● **TEXT TO READ**:
* start *

Further, if the change in source direction 118 is greater than a predetermined angular amount within a predetermined time period, then this is indicative of multiple sounds sources, such as multiple talkers, and this can be used to determine the number of individuals speaking, ie for purposes of “speaker recognition” aka speaker diarization (i.e. recognizing who is speaking). The change in source direction can also be used to determine a frequency dependant or signal gain value related to local voice activity status—ie where the gain value is close to unity if local voice activity is detected, and the gain is 0 otherwise.

The processor 102 can further communicate directional data derived from the coherence based processing method with the four microphone signals to a secondary device, where the directional data includes at least a direction of a sound source, and adjusts at least one parameter of the device in view of the directional data. For instance, the processor can focus or pan a camera of the secondary device to the sound source as will be described ahead in specific embodiments. For example, the processor can perform an image stabilization and maintain a focused centering of the camera responsive to movement of the secondary device, and, if more than one camera is present and communicatively coupled thereto, selectively switch between one or more cameras of the secondary device responsive to detecting from the directional data whether a sound source is in view of the one or more cameras.

In another arrangement, the processor 102 can track a direction of a voice identified in the sound source, and from the tracking, adjusting a multi-microphone beam-forming system to direct the beam-former towards the direction of the sound source. The multi-microphone beam-forming system can include micro-phone of the four microphone system 100, but would typically include many more microphones spaced over at least 50 cm. In a typical embodiment, the multi-microphone beam-forming system would contain 5 microphones arranged in a line, spaced 15 cm to 20 cm apart (the spacing can be more or less than this in further embodiments).

* end *

● **WHAT YOU NEED TO DO**:
• A. Set down the passage on sound-source direction word for word, starting at "In another arrangement, the" and ending at "in further embodiments).".
• B. Answer these questions from the passage on sound-source direction.
(i) What is the gain value when local voice activity is not detected?
(ii) What can the processor focus or pan toward the sound source?
(iii) How many microphones would the multi-microphone beam-forming system contain in a typical embodiment?
The data on this page plays no part in what you are asked to do.

● **SUPPLIED DATA**:
* start *

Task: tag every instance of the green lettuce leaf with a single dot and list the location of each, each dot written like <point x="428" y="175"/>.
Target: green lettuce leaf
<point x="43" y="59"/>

* end *

● **ANSWERS PROVIDED**:
• A.
In another arrangement, the processor 102 can track a direction of a voice identified in the sound source, and from the tracking, adjusting a multi-microphone beam-forming system to direct the beam-former towards the direction of the sound source. The multi-microphone beam-forming system can include micro-phone of the four microphone system 100, but would typically include many more microphones spaced over at least 50 cm. In a typical embodiment, the multi-microphone beam-forming system would contain 5 microphones arranged in a line, spaced 15 cm to 20 cm apart (the spacing can be more or less than this in further embodiments).

• B.
(i) 0
(ii) A camera of the secondary device
(iii) 5